- **Goal**
Show each line of the items below that contains the word "dark", copied in full. Match the case.

Point placement records
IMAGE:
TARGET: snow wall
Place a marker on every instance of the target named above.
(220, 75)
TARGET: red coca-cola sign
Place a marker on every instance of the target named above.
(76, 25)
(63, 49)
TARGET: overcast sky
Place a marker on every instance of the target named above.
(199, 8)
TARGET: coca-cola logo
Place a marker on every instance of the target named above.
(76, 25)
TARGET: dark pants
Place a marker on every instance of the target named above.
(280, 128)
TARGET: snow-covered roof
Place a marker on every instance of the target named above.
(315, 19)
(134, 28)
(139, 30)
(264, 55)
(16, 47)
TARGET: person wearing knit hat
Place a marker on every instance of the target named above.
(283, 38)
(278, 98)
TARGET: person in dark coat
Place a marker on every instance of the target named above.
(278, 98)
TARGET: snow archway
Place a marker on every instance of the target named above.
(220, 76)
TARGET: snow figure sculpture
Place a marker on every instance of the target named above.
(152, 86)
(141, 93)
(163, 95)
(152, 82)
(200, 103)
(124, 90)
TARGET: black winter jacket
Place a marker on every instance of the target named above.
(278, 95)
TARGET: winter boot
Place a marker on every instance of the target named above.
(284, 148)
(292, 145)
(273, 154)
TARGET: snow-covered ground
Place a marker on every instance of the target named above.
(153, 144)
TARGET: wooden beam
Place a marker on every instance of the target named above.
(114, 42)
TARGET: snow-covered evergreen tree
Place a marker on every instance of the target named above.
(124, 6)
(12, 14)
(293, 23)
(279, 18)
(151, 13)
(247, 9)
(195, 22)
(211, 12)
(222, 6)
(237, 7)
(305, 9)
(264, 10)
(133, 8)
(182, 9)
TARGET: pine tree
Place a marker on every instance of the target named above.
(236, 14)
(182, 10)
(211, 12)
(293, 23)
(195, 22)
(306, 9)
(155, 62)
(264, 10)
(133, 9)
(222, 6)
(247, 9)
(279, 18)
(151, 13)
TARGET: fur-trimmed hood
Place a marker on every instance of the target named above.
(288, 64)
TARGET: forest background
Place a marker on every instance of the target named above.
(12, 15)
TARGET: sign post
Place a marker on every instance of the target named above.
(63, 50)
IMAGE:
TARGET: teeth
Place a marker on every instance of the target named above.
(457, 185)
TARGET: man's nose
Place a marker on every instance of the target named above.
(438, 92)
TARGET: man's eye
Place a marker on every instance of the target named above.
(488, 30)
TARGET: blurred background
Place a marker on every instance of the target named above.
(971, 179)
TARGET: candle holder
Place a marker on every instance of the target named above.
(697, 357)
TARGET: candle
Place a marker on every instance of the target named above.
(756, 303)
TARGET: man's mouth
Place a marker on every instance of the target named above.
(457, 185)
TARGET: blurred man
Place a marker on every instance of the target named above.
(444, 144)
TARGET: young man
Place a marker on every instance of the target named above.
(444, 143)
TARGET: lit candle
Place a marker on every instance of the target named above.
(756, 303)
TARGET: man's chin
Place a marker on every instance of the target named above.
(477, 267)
--
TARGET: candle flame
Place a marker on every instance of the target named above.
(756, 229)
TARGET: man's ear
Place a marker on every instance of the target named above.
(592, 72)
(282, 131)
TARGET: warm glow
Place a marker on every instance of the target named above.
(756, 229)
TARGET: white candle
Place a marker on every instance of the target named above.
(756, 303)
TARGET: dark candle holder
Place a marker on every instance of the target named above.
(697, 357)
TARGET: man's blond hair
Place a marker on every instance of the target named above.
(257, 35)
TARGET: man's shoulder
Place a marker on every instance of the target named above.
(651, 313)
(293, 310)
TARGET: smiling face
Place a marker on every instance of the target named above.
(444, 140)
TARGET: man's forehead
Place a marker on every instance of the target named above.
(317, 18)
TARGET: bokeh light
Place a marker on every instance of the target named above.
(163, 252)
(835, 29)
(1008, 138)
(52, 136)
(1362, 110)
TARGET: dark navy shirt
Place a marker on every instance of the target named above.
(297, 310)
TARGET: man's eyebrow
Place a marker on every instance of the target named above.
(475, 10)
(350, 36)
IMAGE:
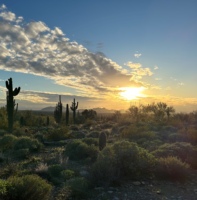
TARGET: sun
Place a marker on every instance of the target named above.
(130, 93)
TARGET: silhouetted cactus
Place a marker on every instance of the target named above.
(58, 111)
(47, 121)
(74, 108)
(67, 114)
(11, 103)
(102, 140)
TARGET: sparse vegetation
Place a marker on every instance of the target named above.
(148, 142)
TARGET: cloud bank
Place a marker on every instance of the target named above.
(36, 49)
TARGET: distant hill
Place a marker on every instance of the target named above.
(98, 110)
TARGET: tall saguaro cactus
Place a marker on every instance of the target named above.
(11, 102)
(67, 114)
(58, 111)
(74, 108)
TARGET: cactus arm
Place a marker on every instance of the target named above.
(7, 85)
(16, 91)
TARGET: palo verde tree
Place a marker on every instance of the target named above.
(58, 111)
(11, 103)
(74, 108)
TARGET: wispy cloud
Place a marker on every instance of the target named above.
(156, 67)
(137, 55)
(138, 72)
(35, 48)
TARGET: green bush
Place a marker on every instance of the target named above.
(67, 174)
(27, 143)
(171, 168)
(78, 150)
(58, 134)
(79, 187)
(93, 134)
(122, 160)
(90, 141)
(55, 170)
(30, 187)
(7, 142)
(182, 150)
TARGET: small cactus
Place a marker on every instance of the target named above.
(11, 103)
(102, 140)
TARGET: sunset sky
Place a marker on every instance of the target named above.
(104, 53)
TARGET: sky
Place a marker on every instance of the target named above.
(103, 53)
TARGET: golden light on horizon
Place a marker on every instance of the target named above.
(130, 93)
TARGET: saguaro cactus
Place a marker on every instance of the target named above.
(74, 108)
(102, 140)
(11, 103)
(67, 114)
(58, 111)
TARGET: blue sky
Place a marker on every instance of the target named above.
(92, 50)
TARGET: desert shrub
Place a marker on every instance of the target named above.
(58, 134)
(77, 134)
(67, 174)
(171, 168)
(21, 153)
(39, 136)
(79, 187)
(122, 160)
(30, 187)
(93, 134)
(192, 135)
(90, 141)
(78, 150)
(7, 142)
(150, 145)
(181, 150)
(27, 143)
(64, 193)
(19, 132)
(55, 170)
--
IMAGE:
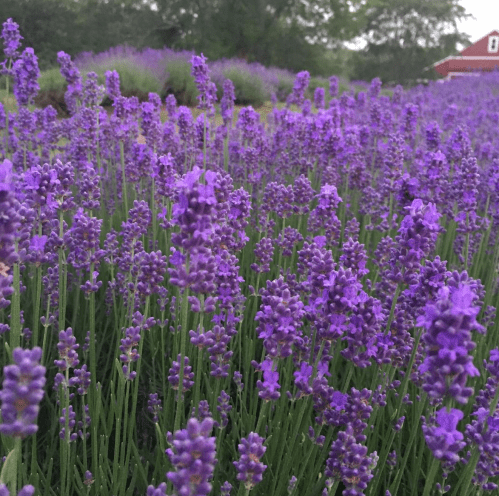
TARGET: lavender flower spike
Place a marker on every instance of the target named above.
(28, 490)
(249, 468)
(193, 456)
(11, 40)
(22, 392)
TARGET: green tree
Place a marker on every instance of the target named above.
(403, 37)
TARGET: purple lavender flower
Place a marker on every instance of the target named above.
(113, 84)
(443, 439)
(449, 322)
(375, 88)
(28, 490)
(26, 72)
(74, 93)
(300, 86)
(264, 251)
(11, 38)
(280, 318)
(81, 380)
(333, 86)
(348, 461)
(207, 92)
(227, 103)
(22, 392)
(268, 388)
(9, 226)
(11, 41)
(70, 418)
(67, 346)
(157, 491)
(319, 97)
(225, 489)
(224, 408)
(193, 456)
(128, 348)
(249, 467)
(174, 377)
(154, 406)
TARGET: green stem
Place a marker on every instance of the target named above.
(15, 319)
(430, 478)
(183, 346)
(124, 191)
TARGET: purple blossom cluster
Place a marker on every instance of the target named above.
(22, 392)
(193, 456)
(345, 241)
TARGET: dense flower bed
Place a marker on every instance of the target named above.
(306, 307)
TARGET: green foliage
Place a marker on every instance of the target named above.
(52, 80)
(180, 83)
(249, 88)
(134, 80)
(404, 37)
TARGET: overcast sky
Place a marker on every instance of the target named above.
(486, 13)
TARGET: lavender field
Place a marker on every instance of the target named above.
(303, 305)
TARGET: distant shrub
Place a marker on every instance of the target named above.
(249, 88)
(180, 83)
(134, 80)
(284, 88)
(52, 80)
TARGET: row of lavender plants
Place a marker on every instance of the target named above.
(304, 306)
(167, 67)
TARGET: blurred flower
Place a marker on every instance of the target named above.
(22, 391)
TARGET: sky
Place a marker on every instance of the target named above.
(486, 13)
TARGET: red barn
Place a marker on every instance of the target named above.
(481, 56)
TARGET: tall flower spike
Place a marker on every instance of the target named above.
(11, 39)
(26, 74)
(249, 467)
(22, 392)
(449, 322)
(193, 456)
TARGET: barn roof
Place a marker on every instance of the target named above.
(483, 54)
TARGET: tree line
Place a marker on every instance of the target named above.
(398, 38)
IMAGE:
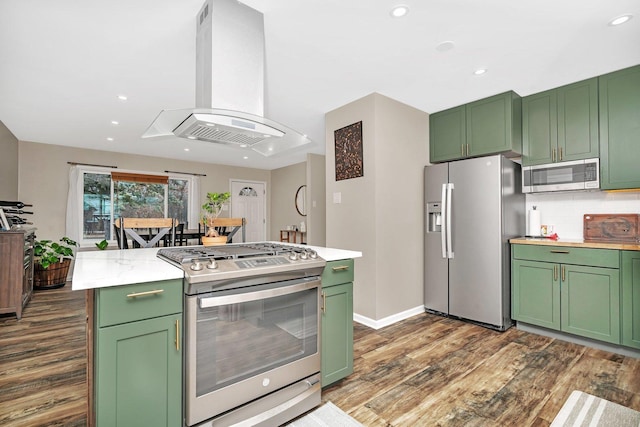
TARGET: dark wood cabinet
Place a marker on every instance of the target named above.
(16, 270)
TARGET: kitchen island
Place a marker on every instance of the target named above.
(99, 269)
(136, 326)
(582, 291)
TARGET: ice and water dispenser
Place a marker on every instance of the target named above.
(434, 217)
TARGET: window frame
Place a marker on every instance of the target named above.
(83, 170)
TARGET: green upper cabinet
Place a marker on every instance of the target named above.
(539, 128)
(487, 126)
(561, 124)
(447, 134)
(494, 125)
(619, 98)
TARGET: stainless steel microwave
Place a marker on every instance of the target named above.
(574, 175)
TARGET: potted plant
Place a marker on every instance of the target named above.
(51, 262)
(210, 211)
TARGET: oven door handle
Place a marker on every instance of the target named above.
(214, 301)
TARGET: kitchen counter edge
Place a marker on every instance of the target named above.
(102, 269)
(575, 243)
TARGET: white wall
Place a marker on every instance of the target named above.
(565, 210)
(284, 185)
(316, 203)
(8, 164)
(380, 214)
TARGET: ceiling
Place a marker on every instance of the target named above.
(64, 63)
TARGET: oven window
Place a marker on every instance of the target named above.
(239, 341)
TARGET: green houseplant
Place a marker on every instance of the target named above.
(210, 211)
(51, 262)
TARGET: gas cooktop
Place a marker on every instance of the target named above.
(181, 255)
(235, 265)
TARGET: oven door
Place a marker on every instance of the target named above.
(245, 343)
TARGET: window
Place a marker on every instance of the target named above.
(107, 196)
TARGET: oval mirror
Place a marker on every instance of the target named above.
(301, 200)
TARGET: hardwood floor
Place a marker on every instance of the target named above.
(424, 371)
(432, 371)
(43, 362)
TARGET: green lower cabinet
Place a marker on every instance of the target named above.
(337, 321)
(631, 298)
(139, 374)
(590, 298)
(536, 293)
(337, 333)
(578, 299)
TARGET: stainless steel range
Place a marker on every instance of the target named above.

- **Result of this task**
TARGET: dark pants
TARGET: person in dark coat
TARGET: dark candle holder
TARGET: dark navy shirt
TARGET: dark wood cabinet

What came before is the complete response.